■ TEXTAUSZUG:
━━━━━━━━━━
# Dateien intern auf Webserver verlinken



## hondocrx (16. Oktober 2015)

Hallo!

Ich möchte für Freunde Dateien online stellen. Jeder hat seinen eigenen Unterordner.
Im Hauptordner liegen alle Dateien (zugriff nur ich).
Nun möchte ich ähnlich wie bei Windows nur auf die Dateien im Hauptordner verweisen.
1. um Speicherplatz zu sparen
2. um entspechende Dateien nur 1 x ändern zu müssen
3. Nicht alle Nutzer sollen alle Daten sehen.

leider habe ich bis jetzt keine Ahnung wie & ob sich das ohne großen Aufwand einrichten lässt. Hat bitte jemand eine Tip(p) für mich.

Danke hondocrx


----------



## sheel (16. Oktober 2015)

Hi

ist das Problem die Zugriffsbeschränkung, das "Spiegeln" in die Unterordner, oder beides?
Existiert schon irgendein Accountsystem oÄ.?
Gibt es PHP etc.?
Was bedeutet "ähnlich wie bei Windows"?
Wieviel Zugriff hast du auf den Server? FTP, SSH...?


----------
━━━━━━━━━━
■ BEREITGESTELLTE EINTRÄGE:
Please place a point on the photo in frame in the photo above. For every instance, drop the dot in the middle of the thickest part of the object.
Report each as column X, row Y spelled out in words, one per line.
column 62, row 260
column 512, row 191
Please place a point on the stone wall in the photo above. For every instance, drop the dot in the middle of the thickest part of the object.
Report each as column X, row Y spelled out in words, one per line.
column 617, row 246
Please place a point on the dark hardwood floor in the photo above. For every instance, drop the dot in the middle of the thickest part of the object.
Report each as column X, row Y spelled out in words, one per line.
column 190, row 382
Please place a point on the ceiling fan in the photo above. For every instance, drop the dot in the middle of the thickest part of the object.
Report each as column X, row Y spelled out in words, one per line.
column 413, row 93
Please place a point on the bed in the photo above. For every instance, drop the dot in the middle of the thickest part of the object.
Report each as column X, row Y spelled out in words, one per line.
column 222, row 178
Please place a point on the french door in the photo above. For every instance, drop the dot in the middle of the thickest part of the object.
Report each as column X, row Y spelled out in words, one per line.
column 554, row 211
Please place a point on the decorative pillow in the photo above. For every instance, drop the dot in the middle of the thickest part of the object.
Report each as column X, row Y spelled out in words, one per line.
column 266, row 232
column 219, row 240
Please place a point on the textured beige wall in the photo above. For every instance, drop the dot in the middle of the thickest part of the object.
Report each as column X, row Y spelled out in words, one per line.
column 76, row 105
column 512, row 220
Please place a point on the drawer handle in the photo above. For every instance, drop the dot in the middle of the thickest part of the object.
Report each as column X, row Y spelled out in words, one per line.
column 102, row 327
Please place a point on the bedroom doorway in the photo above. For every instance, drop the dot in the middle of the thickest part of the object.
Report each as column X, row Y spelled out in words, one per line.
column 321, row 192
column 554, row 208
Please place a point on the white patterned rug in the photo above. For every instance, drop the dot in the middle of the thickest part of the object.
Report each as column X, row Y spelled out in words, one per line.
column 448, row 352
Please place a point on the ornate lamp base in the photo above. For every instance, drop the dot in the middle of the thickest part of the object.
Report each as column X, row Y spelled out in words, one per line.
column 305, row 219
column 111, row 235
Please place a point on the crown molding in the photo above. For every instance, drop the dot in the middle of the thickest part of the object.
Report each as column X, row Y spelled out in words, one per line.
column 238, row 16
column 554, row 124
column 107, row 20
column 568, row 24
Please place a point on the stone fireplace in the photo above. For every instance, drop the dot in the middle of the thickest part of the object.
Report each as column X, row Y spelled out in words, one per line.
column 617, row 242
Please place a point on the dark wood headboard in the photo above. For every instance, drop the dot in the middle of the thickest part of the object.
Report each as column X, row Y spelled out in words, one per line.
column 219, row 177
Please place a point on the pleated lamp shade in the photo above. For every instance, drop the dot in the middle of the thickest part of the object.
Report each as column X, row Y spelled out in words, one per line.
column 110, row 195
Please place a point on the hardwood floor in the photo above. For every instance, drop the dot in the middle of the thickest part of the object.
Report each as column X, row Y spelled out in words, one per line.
━━━━━━━━━━
Geben Sie den Absatz aus dem Textauszug, der mit „Ich möchte für Freunde Dateien online stellen“ beginnt, verkürzt als Stichpunktliste wieder, ohne dabei seine wesentlichen Angaben wegzulassen.

- Dateien sollen für Freunde online gestellt werden, jeder hat einen eigenen Unterordner.
- Alle Dateien liegen im Hauptordner, auf den nur hondocrx Zugriff hat.
- Ähnlich wie bei Windows soll nur auf die Dateien im Hauptordner verwiesen werden.
- Gründe dafür sind:
  - Speicherplatz sparen
  - Dateien nur einmal ändern müssen
  - Nicht alle Nutzer sollen alle Daten sehen.